Pick out each line in the material below that contains the word "patch", and copy every such line in full.

Given entries –
===
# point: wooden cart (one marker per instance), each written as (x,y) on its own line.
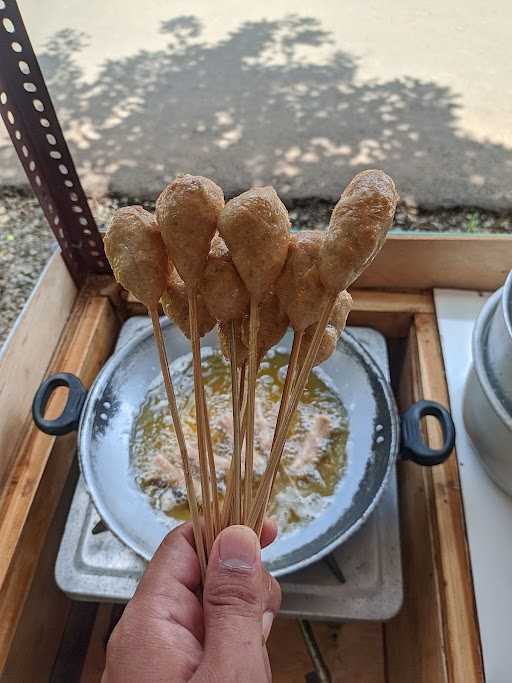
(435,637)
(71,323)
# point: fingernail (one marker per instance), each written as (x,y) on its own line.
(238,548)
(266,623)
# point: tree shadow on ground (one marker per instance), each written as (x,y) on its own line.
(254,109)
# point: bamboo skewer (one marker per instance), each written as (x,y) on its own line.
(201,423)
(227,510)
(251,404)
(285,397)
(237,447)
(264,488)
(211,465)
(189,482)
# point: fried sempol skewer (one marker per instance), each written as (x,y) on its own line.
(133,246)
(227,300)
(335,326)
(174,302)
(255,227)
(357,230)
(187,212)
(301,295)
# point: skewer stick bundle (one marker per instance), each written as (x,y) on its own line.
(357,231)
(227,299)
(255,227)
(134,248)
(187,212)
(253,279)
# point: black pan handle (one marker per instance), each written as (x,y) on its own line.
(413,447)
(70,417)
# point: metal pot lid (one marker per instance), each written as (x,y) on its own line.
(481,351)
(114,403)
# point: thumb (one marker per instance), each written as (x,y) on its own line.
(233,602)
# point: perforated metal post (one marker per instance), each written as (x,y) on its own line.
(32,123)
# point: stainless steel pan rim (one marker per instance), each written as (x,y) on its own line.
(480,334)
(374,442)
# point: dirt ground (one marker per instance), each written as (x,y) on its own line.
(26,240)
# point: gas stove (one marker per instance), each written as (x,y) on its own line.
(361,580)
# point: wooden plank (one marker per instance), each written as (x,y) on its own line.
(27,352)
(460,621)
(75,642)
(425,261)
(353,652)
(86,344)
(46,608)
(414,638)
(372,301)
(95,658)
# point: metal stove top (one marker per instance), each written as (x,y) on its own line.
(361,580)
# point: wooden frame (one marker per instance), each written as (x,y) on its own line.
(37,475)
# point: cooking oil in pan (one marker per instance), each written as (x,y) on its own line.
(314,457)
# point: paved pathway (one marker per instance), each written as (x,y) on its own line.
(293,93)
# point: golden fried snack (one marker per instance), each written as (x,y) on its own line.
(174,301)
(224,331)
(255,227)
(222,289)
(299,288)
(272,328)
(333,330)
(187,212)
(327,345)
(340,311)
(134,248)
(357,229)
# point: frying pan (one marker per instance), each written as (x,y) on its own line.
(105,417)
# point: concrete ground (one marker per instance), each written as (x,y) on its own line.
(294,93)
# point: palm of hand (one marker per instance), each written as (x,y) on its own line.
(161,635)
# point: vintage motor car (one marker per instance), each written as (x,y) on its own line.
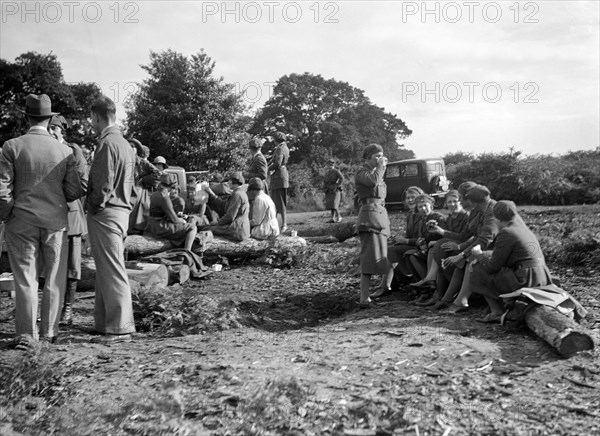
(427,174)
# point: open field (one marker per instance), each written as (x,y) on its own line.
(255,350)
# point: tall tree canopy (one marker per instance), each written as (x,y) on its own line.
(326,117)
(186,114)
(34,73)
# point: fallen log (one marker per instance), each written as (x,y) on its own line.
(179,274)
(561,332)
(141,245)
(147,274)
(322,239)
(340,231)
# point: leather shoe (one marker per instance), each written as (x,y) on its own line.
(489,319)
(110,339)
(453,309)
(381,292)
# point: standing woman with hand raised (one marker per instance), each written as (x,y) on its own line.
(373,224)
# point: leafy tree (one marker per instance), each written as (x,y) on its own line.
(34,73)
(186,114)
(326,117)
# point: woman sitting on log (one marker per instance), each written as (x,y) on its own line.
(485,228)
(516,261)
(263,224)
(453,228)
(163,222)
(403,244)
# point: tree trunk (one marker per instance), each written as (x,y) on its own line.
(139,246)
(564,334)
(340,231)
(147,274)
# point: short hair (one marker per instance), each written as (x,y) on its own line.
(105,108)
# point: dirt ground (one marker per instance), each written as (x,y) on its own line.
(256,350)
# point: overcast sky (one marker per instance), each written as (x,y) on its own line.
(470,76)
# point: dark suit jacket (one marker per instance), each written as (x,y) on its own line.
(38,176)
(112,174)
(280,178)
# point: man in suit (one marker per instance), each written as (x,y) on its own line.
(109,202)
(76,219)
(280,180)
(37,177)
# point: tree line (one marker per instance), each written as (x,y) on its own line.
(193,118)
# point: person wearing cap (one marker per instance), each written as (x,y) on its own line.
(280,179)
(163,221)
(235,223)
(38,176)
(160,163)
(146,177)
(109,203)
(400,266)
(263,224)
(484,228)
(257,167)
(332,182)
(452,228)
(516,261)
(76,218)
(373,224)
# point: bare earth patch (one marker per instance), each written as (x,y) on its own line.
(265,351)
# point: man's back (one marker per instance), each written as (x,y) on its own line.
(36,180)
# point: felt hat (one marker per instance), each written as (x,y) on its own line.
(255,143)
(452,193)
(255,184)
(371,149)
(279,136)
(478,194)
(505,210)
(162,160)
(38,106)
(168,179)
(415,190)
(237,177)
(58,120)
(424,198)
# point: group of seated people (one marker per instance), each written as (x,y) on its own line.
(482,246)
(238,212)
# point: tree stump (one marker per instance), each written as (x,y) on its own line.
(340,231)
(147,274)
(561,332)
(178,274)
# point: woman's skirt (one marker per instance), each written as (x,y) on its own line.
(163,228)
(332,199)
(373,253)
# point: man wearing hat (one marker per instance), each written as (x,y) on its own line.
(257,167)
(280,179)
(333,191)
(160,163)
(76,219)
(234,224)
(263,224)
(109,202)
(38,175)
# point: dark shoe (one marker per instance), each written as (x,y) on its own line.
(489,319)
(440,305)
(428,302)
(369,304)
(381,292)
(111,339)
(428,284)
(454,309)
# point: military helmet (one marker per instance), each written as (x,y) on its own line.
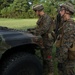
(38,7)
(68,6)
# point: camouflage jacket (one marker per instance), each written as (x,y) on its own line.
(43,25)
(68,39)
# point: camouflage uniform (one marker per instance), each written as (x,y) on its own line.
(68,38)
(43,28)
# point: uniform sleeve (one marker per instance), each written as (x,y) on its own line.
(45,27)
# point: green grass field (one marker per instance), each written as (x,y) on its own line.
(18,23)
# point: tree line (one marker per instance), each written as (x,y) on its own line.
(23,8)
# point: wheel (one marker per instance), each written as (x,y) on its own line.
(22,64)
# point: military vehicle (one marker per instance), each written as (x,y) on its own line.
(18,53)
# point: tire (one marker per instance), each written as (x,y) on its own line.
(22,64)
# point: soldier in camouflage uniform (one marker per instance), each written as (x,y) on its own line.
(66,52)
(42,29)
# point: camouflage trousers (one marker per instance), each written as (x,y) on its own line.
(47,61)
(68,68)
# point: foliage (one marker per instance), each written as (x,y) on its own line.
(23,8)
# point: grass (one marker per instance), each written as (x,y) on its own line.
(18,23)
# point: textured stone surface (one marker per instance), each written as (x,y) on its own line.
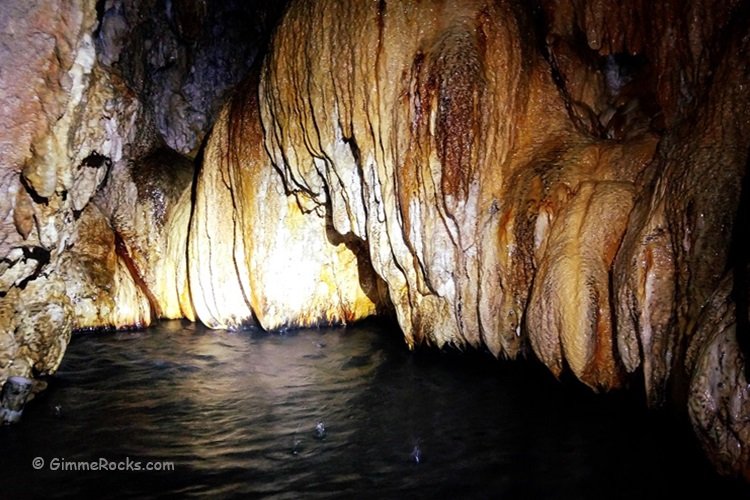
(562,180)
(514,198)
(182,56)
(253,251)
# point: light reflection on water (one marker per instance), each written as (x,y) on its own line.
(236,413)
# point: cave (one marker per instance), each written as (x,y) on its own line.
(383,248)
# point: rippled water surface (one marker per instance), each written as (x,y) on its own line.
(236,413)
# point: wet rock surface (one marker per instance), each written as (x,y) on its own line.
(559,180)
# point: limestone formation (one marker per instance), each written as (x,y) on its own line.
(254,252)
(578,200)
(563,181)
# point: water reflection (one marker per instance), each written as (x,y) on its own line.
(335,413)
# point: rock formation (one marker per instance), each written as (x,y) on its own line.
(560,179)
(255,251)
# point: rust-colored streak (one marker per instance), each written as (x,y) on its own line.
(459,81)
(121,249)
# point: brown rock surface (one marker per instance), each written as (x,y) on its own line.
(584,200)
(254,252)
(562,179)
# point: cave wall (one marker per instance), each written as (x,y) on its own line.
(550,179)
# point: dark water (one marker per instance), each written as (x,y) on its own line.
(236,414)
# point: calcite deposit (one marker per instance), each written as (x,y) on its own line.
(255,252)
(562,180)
===
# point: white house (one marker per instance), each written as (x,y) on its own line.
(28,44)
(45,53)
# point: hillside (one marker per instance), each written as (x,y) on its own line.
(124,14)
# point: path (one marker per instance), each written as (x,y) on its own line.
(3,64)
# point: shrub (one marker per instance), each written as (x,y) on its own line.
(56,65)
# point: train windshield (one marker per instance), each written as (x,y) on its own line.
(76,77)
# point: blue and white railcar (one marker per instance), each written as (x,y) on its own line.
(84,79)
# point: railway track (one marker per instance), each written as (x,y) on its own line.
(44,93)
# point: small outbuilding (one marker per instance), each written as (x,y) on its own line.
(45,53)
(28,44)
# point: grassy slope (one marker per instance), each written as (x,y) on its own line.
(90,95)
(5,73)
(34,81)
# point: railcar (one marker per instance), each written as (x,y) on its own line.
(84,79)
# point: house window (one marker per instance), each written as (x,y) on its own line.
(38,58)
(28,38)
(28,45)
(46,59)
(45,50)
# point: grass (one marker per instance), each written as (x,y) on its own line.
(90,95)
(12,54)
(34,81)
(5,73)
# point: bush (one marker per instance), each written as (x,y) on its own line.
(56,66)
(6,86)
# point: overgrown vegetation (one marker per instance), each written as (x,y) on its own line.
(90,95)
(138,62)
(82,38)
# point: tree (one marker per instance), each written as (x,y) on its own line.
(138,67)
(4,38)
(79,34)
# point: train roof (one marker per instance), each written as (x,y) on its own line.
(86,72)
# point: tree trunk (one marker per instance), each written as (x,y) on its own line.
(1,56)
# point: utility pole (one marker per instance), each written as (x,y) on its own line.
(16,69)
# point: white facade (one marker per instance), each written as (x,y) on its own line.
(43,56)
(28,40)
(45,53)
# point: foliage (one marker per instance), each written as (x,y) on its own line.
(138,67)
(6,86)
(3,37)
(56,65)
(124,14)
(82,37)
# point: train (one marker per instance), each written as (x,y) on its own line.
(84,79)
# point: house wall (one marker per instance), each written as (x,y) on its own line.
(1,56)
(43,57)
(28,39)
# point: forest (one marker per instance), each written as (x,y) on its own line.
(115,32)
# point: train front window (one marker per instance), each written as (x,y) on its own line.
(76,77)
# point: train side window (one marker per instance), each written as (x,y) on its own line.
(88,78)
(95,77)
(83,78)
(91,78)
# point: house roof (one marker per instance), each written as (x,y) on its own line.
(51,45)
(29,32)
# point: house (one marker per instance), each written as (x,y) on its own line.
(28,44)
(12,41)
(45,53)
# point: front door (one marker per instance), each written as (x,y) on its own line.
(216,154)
===
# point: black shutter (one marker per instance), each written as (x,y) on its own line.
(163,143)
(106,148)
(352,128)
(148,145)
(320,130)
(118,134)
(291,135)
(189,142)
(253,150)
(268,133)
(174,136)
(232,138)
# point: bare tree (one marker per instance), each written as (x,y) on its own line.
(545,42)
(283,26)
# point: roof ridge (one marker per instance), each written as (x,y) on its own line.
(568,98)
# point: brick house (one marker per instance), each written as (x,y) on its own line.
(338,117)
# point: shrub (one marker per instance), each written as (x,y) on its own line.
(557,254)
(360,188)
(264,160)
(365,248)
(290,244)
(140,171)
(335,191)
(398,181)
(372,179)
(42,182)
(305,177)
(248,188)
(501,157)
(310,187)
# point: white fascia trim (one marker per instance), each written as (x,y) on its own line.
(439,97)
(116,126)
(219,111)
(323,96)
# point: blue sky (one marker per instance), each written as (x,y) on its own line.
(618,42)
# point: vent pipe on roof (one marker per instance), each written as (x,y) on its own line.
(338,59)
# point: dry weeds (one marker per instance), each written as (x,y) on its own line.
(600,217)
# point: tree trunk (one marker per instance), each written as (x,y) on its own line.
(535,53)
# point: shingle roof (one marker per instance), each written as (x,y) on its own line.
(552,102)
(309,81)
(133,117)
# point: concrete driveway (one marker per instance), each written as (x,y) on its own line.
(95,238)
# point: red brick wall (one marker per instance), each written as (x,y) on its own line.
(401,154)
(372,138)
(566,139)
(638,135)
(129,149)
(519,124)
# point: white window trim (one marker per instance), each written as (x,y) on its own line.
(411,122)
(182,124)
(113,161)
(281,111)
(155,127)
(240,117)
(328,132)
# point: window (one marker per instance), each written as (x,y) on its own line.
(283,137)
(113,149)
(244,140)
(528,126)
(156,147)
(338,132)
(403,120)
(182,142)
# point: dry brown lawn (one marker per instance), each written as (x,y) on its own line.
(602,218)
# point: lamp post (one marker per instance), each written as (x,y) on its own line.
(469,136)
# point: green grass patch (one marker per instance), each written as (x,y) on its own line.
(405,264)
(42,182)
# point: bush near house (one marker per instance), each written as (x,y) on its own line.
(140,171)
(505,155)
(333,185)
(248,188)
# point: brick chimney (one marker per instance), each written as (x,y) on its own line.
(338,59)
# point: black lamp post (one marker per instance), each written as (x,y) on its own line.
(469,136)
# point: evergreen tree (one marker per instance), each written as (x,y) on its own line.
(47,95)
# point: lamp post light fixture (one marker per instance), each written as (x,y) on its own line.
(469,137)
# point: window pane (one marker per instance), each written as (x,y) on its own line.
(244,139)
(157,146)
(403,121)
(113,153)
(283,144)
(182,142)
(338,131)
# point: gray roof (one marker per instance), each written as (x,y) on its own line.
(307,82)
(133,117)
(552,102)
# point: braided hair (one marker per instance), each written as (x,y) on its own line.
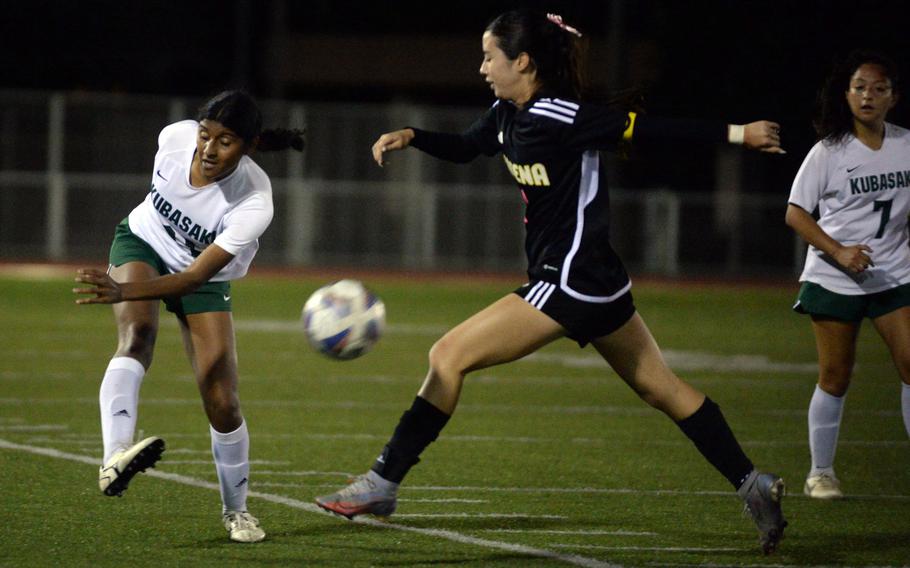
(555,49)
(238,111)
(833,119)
===
Final result –
# point: bare earth patch (one marker per instance), each written as (x,y) on its own line.
# point: green grass patch (one marker per instance), each written as (x,y) on its own line.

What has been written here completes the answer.